» **Text passage**
>> BEGIN

To achieve these objectives, it is essential for the industry to perform the following tasks: (1) Place effective and sufficient sensors at desirable locations in the bottomhole assembly and/or at the surface; (2) Properly sample the data and correct for any significant errors in order to arrive at correct desired physical quantities describing the dynamic motion of the assembly; (3) Develop suitable analysis and recognition software models/routines that will enable downhole (and/or surface) processing of the above mentioned data; (4) Generate significant compacted downhole data describing key dynamic parameters that can be transmitted in real-time to the surface; and (5) Using the key transmitted downhole data or the interpreted surface data, modify the drilling program, if necessary, to ameliorate the downhole dynamics of the assembly, or to use this data for other modeling purposes.
In particular, the present invention emphasizes the measurements of the following parameters: (a) the torque and/or rotating speed (RPM), whether time-averaged or instantaneous; and (b) the whirling motion (describing the trajectory of the center of the shaft within the plane transverse to the axis of the shaft), which will induce bending stresses in the drill string.
The current measurement technology is, essentially, based on "separately" measuring either one or both of the above quantities. This is to say, when torque and/or RPM are measured, we assume the shaft does not whirl. Likewise, when shaft whirl is measured, we assume the shaft to be rotating with constant RPM and torque. In some situations, where vibration is mild, these may be reasonably good assumptions.
In the more general situations, a drill string will exhibit both rotating speed (and torque) fluctuations as well as whirling. Under such circumstances, two scenarios may happen: (a) The current methods may result in significant errors in the measured data, which may lead to erroneous interpretations of the observed behavior of the drill string; or (b) The current methods may result in insufficient information for the proper inference of the needed data describing the complex motion.
Various U.S. patents have issued in the recent past concerning the development of measurement-while-drilling (MWD) technology. Originally, U.S. Pat. No. 4,662,458, issued on May 5, 1987 to the present inventor. This patent describes a method and apparatus for obtaining complete loading on a drill bit at an end of a drill string in a borehole. At least three rosette strain gages were uniformly disposed on an instrument sub to measure torque and axial force on the sub, two bending moments in mutually perpendicular directions, and two shear forces in mutually perpendicular directions.
U.S. Pat. No. 4,773,263, issued on Sep. 27, 1988, to Lesage et al. teaches a method of analyzing vibrations from a drill bit in a borehole. In this patent, the frequency distribution spectrum of a vibrational quantity is measured from the impact of cutter teeth of the bottom of a bore. Spectra are obtained from the product of signals indicative of torque and torsional acceleration. Tooth wear is then indicated by the shift upwardly in frequency of peaks in the spectra.

>> END

» **Supplied information**
>> BEGIN

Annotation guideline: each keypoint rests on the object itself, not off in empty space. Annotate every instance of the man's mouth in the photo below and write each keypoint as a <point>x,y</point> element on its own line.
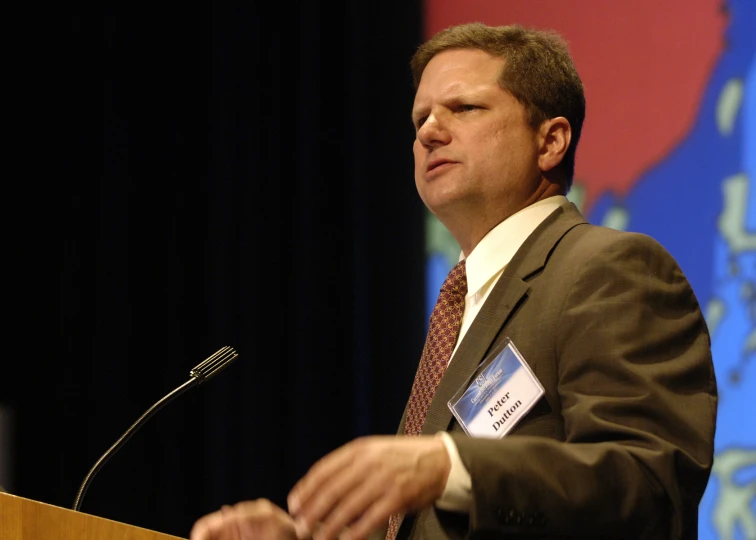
<point>438,163</point>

>> END

» **Written instruction A**
Quote the drilling measurement passage starting at "U.S. Pat. No. 4,773,263, issued" and ending at "in the spectra.".
» **Written instruction B**
In the drilling measurement passage, what indicates tooth wear under the method patented by Lesage et al.?
» **Written instruction C**
Carry on the drilling measurement passage after its final sentence.

» **Expected output A**
U.S. Pat. No. 4,773,263, issued on Sep. 27, 1988, to Lesage et al. teaches a method of analyzing vibrations from a drill bit in a borehole. In this patent, the frequency distribution spectrum of a vibrational quantity is measured from the impact of cutter teeth of the bottom of a bore. Spectra are obtained from the product of signals indicative of torque and torsional acceleration. Tooth wear is then indicated by the shift upwardly in frequency of peaks in the spectra.

» **Expected output B**
An upward shift in the frequency of peaks in the spectra.

» **Expected output C**
U.S. Pat. No. 4,903,245, issued on Feb. 20, 1990, to Close et al. describes an apparatus for monitoring vibration of a bottom hole assembly which includes at least one accelerometer mounted in the bottom hole assembly to generate data in the form of electrical signals corresponding to the acceleration experienced by the assembly. The computer in the assembly is programmed to collect data from the accelerometers and compute magnitude of the assembly acceleration. Means are included for selecting from the collected data a value which exceeds a preset limit.
U.S. Pat. No. 4,958,517, issued on Sep. 25, 1990, to R. Maron shows an apparatus for measuring weight, torque, and side force (bending) on a drill bit. This apparatus includes radial holes which do not pass completely through the wall of the drill collar sub, but instead, pass only partially through the wall of the drill collar sub. Strain gages are located in the partial radial openings. These strain gages measure each of the three parameters of weight, torque and bending. For torque and bending measurements, the strain gages are arranged with symmetry of position between diammetrically opposed holes.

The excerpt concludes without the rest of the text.